BEGIN Dataset entries
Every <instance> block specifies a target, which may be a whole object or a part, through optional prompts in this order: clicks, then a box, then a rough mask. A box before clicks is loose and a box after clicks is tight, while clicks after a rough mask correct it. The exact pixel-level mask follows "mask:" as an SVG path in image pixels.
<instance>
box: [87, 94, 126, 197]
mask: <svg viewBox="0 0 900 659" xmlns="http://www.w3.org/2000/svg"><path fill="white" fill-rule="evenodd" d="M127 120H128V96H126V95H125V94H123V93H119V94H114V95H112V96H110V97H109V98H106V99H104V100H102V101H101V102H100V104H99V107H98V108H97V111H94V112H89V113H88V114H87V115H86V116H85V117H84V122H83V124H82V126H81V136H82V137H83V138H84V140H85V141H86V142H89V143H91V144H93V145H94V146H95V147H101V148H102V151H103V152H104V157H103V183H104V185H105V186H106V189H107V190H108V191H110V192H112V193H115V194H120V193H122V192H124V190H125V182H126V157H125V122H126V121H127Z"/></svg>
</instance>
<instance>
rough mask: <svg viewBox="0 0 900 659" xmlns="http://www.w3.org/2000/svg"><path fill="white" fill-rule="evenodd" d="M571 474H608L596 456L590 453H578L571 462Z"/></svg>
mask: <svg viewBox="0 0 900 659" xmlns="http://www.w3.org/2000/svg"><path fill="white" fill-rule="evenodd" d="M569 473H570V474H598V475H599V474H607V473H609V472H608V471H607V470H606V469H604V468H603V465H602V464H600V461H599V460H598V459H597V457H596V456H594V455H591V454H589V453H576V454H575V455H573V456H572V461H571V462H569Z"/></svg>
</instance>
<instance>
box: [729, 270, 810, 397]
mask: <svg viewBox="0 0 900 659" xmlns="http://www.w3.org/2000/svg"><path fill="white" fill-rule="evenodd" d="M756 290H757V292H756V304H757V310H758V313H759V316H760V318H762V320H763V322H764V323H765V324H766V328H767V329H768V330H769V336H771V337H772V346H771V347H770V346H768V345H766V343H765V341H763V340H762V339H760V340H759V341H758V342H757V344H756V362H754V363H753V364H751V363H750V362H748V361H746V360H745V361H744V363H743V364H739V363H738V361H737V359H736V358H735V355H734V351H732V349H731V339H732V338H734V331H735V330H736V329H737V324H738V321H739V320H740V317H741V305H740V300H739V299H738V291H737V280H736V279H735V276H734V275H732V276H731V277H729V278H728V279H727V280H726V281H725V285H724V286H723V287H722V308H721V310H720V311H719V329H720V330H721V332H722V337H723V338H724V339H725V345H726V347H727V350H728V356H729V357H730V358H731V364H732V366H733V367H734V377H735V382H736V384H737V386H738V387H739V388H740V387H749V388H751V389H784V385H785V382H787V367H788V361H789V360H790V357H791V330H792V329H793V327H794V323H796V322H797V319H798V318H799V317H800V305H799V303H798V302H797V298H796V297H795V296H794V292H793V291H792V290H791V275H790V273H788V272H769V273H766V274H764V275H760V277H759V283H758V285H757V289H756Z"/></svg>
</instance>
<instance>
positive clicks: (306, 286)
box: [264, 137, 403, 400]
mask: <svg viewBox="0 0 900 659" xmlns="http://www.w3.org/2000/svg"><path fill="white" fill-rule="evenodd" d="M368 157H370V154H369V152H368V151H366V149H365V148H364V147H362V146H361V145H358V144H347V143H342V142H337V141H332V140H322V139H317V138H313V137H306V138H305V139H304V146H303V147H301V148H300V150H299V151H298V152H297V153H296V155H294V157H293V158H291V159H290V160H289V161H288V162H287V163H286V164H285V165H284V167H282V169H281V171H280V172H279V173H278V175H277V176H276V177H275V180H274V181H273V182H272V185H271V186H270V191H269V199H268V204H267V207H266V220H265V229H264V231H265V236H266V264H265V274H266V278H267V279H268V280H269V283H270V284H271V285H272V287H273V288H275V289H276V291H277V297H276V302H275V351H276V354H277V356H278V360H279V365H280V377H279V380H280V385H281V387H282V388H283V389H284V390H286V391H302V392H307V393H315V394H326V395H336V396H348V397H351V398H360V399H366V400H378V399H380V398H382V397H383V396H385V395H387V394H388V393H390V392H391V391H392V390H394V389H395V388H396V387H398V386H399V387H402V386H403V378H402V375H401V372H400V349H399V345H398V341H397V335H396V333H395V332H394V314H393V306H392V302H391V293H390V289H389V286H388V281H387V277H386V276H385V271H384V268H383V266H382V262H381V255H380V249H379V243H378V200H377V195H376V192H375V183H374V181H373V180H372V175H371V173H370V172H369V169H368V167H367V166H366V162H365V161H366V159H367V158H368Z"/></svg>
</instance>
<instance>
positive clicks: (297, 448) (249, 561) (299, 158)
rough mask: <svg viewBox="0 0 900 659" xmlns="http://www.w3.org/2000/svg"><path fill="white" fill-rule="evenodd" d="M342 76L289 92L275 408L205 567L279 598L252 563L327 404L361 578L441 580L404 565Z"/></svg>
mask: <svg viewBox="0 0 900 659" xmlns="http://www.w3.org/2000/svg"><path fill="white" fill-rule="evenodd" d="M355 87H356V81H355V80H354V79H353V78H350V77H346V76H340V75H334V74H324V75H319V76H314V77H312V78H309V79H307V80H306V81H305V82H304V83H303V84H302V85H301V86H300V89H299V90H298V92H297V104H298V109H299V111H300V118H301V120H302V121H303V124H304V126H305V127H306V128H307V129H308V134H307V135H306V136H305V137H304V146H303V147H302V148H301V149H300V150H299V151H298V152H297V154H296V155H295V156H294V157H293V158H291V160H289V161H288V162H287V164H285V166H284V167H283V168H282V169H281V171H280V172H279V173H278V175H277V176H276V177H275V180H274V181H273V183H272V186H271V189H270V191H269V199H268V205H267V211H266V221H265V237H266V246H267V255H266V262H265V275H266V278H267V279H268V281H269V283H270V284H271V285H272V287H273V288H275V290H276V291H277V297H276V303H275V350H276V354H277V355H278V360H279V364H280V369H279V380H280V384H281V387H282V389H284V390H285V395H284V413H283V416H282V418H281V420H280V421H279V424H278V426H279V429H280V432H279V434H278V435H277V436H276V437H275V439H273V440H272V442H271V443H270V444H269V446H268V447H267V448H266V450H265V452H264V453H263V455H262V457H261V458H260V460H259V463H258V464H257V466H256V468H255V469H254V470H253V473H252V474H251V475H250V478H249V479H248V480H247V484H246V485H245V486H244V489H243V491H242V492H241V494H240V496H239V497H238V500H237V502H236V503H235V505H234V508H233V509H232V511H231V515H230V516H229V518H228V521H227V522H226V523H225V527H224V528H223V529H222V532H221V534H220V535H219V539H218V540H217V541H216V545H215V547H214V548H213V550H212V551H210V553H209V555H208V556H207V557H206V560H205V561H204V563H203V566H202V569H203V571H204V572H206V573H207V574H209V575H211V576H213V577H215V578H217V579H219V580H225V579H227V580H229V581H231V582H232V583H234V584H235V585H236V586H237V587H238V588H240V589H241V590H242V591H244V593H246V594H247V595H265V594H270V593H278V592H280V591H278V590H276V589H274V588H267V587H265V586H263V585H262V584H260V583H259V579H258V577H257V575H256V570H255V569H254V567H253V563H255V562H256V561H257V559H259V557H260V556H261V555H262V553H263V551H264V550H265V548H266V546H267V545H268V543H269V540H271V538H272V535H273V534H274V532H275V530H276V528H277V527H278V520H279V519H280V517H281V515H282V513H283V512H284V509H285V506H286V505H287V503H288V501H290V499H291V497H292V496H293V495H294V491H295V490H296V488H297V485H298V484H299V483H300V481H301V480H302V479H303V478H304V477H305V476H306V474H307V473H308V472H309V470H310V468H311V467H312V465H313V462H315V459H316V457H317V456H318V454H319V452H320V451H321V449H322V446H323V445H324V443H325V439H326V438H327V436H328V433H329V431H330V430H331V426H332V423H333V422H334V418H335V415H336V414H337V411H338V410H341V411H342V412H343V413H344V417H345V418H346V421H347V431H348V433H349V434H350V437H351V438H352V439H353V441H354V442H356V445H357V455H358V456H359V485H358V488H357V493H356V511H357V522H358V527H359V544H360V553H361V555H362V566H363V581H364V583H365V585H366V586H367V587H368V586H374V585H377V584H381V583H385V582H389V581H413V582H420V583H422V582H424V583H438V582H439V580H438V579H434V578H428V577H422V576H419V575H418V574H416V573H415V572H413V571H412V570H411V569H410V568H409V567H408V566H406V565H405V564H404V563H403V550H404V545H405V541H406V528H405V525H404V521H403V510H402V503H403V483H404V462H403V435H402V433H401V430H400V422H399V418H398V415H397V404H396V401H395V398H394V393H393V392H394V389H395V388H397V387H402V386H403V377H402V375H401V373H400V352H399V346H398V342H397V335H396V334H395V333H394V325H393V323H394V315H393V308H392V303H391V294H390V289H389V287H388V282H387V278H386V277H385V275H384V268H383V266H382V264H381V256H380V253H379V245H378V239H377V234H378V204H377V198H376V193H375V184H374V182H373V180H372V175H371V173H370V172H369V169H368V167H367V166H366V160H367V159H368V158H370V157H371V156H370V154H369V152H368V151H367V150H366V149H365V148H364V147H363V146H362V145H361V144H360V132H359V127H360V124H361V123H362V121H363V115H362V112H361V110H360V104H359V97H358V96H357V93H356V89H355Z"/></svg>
END Dataset entries
--- Exercise brief ---
The lines you return should be those above that contain the word "positive", every one of them.

--- Solution ---
positive clicks: (306, 286)
positive clicks: (297, 448) (249, 561) (299, 158)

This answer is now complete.